== Text extract ==
I'd like for use to step back for a moment and let the charts speak for themselves as to what the second quarter of '03 may bring. We'll examine the two most critical areas of the economy under the microscope of the charts along with the key moving averages and then we can decide what the near future is likely to bring. I believe the conclusions, in most market segments reviewed here, are fairly obvious and any straight-minded person should be able to figure out from the following evidence what is likely to happen using these key indicators.

Real Estate

Let's start with the housing sector, the first of the two critical leading indicators for the economy. Just how big is the real estate "bubble"? Pretty big by most accounts. But there is some question as to whether the real estate market, which is still humming, has seen its peak in terms of *price* relative to volume of sales. You've probably read something of this in a series of articles posted recently on some well-known financial web sites. Regardless of whether or not sales prices have peaked is inconsequential; what matters is that volumes are still quite brisk and are actually increasing in some quarters of the housing market.

The real estate bubble (if you will permit me to use that term) is really a product of clever advertisement on the part of the real estate industry. Mortgages are being pushed the way Internet stocks were touted a few years ago. Advertisements for low-interest loans for big ticket items, including housing, are just as common as credit card promotionals used to be. It has always amazed me that the great salesmen of this nation have always been able to capitalize on interest rates in a big way. For instance, when interest rates are high the banks are able to bring in lots of money from the public by advertising savings accounts and CDs. When abnormally low (as they are now) then real estate and auto loans are touted. Either way, the banks win and someone stands to make a lot of money. Such is the case with the present low-interest situation in regard to the real estate market.

== Written problem A ==
In the market outlook text, rewrite the passage starting at "I'd like for" and ending at "these key indicators.", changing "the charts" to "the graphs".
== Written problem B ==
In the market outlook text, what are banks able to do when interest rates are high?
The lines that come next are taken from a separate source.

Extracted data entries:
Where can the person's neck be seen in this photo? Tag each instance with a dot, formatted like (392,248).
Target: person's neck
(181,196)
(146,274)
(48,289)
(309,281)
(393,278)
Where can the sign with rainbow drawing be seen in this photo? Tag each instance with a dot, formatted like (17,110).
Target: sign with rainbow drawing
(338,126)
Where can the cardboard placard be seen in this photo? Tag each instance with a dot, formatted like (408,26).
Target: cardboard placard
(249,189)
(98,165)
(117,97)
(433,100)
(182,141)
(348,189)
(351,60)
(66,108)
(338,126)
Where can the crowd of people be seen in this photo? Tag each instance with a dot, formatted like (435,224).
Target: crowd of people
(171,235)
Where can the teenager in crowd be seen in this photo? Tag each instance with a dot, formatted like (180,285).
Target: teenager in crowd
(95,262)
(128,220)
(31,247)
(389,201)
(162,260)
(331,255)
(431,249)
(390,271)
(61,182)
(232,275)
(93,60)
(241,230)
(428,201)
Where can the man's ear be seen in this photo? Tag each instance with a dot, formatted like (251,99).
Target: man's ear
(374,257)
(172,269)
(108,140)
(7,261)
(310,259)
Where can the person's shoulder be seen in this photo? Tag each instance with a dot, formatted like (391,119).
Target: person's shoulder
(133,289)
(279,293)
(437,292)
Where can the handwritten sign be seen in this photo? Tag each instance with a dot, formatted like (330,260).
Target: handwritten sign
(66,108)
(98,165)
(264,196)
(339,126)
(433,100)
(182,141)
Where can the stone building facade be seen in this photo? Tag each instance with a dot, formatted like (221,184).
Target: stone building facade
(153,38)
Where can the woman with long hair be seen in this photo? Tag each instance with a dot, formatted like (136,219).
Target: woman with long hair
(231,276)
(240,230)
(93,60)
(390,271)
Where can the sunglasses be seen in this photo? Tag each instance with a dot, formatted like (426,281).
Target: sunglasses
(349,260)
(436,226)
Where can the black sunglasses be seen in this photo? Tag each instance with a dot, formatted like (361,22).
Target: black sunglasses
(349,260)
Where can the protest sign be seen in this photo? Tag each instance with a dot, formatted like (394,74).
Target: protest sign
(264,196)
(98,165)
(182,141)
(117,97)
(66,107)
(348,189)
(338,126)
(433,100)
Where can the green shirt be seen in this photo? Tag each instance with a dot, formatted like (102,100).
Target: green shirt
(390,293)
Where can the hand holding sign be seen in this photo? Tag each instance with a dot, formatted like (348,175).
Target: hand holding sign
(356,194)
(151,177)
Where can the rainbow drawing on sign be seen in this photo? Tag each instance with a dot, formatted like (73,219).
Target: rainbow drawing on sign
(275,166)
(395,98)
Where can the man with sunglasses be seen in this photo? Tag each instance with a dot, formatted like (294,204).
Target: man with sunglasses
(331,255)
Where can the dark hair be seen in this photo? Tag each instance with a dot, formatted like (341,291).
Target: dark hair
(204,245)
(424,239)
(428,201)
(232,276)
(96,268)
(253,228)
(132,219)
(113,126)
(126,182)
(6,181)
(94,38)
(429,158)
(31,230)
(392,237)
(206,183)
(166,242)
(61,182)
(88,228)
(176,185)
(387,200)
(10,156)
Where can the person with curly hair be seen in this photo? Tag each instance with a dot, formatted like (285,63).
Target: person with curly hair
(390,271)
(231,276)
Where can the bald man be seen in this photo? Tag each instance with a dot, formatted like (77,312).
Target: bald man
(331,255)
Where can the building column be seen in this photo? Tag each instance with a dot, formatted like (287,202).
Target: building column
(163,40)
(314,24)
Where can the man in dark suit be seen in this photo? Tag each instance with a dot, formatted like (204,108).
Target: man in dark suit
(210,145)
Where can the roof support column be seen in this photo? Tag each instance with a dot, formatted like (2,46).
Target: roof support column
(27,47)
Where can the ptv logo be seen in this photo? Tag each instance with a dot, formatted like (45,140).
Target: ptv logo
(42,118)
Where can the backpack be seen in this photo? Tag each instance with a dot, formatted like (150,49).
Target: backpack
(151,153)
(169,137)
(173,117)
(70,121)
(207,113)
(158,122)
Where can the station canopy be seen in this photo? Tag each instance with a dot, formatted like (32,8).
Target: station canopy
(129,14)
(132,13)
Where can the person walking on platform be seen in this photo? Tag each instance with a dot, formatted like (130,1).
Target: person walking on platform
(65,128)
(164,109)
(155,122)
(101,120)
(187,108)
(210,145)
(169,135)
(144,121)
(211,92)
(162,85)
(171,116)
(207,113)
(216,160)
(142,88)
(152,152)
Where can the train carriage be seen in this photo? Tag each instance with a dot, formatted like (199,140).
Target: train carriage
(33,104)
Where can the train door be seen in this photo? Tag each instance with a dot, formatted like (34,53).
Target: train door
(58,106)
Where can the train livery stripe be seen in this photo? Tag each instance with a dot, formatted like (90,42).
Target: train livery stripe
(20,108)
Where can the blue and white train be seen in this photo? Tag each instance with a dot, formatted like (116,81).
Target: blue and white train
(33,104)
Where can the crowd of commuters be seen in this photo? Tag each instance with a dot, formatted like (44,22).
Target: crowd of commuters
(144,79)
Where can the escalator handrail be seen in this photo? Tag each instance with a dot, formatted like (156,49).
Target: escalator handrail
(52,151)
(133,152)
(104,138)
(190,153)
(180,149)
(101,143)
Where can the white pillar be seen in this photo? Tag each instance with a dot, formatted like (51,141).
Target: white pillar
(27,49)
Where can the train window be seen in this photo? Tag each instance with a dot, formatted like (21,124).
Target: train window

== Full solution A ==
I'd like for use to step back for a moment and let the graphs speak for themselves as to what the second quarter of '03 may bring. We'll examine the two most critical areas of the economy under the microscope of the graphs along with the key moving averages and then we can decide what the near future is likely to bring. I believe the conclusions, in most market segments reviewed here, are fairly obvious and any straight-minded person should be able to figure out from the following evidence what is likely to happen using these key indicators.

== Full solution B ==
They bring in lots of money from the public by advertising savings accounts and CDs.